Exercise directions: Everything from the line that contains "fence on this basis." through the final line of the records should be written out exactly, and nothing outside that span.

(Excerpt from a dataset)

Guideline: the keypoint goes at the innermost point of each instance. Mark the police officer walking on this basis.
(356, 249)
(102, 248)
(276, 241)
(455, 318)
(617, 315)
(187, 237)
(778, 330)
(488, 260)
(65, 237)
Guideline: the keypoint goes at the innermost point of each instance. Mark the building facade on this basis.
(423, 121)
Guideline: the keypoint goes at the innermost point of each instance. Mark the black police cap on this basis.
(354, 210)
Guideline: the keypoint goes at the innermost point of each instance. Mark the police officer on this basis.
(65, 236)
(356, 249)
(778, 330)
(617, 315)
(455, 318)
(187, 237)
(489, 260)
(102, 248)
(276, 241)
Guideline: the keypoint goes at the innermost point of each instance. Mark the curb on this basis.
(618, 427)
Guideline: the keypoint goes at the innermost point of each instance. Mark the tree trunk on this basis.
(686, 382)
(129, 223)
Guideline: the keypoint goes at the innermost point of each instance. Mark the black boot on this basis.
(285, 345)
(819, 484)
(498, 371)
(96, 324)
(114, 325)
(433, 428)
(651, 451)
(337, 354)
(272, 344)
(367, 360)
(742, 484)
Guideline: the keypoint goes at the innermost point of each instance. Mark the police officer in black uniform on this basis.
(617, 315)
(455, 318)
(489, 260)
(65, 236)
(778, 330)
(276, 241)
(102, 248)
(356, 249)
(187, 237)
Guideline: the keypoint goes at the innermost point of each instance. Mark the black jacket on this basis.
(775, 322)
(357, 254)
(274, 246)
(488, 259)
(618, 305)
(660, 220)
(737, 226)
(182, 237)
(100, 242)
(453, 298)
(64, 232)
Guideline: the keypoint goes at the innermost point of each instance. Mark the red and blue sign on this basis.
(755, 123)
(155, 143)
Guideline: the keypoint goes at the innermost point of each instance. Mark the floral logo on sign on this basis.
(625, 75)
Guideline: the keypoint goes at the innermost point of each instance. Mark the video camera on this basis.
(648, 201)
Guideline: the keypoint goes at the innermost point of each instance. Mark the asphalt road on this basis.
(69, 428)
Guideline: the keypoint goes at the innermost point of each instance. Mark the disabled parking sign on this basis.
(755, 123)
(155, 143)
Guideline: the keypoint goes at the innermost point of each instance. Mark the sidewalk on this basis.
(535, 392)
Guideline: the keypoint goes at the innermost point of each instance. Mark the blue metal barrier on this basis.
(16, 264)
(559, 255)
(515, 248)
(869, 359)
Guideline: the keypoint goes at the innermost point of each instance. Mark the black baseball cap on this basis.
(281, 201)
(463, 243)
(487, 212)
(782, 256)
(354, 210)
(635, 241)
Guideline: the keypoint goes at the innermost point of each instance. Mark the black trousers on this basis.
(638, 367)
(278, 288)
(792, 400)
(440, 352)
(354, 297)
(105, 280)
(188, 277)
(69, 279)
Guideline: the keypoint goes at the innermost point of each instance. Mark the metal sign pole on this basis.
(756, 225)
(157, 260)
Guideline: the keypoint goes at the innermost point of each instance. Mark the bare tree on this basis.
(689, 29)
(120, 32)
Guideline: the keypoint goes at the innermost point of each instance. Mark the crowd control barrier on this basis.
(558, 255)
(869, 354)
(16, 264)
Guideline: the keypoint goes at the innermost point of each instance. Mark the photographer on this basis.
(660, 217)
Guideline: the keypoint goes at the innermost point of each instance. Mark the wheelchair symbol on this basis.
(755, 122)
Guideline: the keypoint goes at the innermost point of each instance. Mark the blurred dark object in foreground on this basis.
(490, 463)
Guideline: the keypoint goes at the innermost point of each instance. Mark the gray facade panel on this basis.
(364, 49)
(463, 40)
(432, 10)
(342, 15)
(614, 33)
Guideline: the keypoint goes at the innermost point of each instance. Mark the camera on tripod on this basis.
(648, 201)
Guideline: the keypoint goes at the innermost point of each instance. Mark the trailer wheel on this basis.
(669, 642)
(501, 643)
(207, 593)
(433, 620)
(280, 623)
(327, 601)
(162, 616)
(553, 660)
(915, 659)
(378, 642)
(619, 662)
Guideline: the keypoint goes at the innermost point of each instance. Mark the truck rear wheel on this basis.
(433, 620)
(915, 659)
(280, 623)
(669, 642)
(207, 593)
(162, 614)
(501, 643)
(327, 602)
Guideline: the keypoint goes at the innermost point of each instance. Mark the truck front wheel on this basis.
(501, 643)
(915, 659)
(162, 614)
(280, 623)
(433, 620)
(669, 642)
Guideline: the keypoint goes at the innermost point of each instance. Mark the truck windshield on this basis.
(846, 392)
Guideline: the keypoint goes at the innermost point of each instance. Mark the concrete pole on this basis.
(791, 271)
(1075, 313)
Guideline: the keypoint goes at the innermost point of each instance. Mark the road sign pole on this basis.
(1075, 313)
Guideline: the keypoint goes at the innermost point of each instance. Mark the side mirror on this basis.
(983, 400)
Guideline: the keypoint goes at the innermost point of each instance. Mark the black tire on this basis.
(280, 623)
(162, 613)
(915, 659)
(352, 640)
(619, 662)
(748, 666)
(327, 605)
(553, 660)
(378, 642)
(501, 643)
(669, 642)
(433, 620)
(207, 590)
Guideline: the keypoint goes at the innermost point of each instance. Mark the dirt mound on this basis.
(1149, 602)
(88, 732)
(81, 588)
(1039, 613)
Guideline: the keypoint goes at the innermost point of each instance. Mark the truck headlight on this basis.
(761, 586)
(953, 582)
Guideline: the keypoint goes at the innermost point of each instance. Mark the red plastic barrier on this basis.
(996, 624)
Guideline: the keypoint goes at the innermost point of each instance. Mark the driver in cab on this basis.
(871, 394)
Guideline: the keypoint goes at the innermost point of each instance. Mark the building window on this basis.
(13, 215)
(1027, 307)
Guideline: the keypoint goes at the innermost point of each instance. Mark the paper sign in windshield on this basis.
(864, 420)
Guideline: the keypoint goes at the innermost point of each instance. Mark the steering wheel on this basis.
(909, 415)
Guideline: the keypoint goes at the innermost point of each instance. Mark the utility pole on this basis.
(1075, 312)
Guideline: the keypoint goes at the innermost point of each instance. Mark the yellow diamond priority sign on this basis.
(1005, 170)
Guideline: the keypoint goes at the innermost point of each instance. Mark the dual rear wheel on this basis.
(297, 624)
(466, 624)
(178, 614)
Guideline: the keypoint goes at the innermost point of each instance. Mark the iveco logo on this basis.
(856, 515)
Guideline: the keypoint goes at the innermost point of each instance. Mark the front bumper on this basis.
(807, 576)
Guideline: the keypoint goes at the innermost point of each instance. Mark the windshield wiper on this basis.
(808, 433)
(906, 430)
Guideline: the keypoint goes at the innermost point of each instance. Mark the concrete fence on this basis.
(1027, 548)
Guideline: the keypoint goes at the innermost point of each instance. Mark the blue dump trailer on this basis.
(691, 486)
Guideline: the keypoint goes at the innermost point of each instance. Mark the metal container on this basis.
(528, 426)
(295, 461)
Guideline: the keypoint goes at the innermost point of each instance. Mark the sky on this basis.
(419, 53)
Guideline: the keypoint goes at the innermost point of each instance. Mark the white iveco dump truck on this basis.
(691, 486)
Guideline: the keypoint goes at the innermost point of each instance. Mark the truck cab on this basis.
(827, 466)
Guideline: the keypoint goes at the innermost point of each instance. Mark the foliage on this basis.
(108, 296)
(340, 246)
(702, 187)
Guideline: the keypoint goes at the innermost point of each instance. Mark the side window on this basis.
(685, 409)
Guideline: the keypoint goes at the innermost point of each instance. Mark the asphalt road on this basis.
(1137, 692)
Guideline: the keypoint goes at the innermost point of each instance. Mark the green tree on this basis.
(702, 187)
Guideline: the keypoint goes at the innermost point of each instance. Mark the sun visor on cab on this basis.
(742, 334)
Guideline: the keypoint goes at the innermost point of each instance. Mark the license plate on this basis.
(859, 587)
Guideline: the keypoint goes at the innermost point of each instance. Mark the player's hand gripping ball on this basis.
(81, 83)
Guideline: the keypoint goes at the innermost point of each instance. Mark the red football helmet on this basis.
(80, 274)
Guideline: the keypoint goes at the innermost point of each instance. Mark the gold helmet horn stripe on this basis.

Exercise result:
Guideline: the keypoint goes at the innermost point of each instance. Mark the concrete fence on this basis.
(1027, 548)
Guideline: the keypoint goes at the innermost point of each instance. Mark the blue dump trailer on this basis.
(691, 486)
Guideline: the keypoint goes at the innermost point of each instance. Mark the metal container on this basis.
(528, 426)
(295, 461)
Guideline: the keypoint goes at the innermost point of each instance. Mark the sky on this basis.
(419, 53)
Guideline: the keypoint goes at the innermost point of each instance. Mark the white iveco dump truck on this basis.
(691, 486)
Guideline: the keypoint goes at the innermost point of each instance. Mark the truck cab on this basis.
(827, 466)
Guideline: the keypoint goes at the innermost point of each instance. Mark the foliage on this basis.
(108, 296)
(340, 246)
(702, 187)
Guideline: the keypoint goes at the innermost point of each instance. Mark the side window on this basis.
(685, 409)
Guideline: the keypoint goes at the innermost point of each instance. Mark the asphalt road on this basis.
(1137, 692)
Guideline: the keypoint goes at the innermost point of each instance. Mark the green tree on this basis.
(702, 187)
Guideline: the keypoint goes at the innermost point of each instance. Mark the sun visor on cab on this basis.
(742, 334)
Guideline: the keypoint goes at the innermost point of each instance. Mark the license plate on this basis.
(859, 587)
Guideline: the keypoint goes at the innermost point of each instance. Mark the player's hand gripping ball on this basis.
(81, 83)
Guideline: the keypoint goes at the innermost point of each instance. Mark the red football helmet on this basis.
(80, 274)
Guideline: the keypoint goes at the innermost point of each instance. Mark the gold helmet horn stripe on this basis.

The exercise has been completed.